### DATA IN THIS EXERCISE
--- start ---
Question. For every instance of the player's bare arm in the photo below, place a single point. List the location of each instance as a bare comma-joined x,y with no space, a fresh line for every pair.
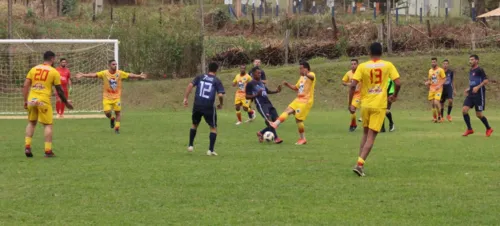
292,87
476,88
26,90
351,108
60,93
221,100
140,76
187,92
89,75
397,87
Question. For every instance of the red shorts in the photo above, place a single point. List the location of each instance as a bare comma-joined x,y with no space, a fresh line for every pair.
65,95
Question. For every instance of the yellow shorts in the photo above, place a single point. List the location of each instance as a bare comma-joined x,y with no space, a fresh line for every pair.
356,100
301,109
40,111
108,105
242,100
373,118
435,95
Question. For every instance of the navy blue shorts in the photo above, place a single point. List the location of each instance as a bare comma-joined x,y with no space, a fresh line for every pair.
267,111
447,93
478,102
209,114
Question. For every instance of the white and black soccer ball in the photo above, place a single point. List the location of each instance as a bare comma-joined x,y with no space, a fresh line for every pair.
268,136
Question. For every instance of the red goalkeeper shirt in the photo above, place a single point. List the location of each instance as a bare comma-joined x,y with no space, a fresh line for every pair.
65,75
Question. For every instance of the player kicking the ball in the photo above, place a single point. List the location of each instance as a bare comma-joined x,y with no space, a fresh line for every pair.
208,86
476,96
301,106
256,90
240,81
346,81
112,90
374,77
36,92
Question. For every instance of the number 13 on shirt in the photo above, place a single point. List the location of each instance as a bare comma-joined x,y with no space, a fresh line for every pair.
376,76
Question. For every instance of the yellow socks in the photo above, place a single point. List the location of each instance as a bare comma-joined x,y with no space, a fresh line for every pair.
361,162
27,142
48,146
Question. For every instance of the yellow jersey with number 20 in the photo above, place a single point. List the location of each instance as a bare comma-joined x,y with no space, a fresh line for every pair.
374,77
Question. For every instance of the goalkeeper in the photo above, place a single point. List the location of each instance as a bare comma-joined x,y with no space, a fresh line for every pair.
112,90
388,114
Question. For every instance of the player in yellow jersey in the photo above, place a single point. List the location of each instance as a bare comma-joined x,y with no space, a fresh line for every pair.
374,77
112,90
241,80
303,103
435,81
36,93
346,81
--- end ---
--- start ---
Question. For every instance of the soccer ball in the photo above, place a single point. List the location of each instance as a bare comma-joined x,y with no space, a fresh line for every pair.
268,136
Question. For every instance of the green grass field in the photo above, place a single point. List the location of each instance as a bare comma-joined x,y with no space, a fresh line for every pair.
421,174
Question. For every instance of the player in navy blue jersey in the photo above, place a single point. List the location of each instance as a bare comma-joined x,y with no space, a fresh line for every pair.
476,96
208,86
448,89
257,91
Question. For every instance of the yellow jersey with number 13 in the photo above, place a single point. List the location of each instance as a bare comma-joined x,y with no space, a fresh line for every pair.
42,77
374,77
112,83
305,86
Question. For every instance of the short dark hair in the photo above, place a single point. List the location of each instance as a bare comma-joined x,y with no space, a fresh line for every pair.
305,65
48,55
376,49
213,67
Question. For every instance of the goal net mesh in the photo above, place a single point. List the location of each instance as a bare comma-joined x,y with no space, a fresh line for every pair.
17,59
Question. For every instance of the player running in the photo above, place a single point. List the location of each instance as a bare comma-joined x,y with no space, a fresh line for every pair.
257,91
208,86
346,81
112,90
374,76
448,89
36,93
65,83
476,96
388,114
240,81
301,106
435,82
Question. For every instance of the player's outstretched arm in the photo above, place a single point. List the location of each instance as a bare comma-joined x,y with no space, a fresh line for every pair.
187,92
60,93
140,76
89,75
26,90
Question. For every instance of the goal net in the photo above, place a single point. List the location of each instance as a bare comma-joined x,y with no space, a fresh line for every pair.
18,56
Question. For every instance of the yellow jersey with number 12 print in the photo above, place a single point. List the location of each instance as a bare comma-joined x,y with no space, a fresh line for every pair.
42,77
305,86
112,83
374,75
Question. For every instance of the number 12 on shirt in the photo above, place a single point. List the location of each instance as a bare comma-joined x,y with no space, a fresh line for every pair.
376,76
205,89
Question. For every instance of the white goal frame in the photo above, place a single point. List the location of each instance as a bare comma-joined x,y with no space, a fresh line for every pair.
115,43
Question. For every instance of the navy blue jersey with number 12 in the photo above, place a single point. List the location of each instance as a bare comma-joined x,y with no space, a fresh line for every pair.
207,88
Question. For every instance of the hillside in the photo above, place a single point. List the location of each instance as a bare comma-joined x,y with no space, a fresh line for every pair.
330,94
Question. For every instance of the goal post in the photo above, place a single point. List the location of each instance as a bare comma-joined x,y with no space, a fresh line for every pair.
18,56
--- end ---
--- start ---
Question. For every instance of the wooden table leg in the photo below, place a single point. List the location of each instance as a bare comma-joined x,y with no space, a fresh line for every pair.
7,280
--- end ---
### REQUEST
Collect every row above that contains the word "goalkeeper", copying each one in full. Case counts.

### WRITTEN ANSWER
Question. For every instance of the red goalkeeper shirt in the photo above, place a single point. List the location of each instance as a bare comma-joined x,y with no space, a fresh line for every pair.
Question. For every instance of the goalkeeper in the photo above, place a single point. List the location of each instance as a bare comma-joined x,y with no space, a fresh line for every pair.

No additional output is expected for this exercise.